Shift the data below by adding 132 to every coordinate value in the answers, and write all the lines out again with the requests included.

_Records supplied:_
--- begin ---
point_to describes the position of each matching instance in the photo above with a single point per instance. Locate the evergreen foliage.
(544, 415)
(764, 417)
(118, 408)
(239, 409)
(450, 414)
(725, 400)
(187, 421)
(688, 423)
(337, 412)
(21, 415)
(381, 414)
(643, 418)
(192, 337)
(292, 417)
--- end ---
_Result for this exercise:_
point_to describes the position of each matching instance in the photo above with a single point per instance. Locate the evergreen foliage.
(676, 547)
(896, 549)
(250, 540)
(371, 541)
(582, 546)
(857, 532)
(319, 553)
(820, 555)
(469, 544)
(153, 547)
(513, 546)
(775, 550)
(324, 469)
(424, 549)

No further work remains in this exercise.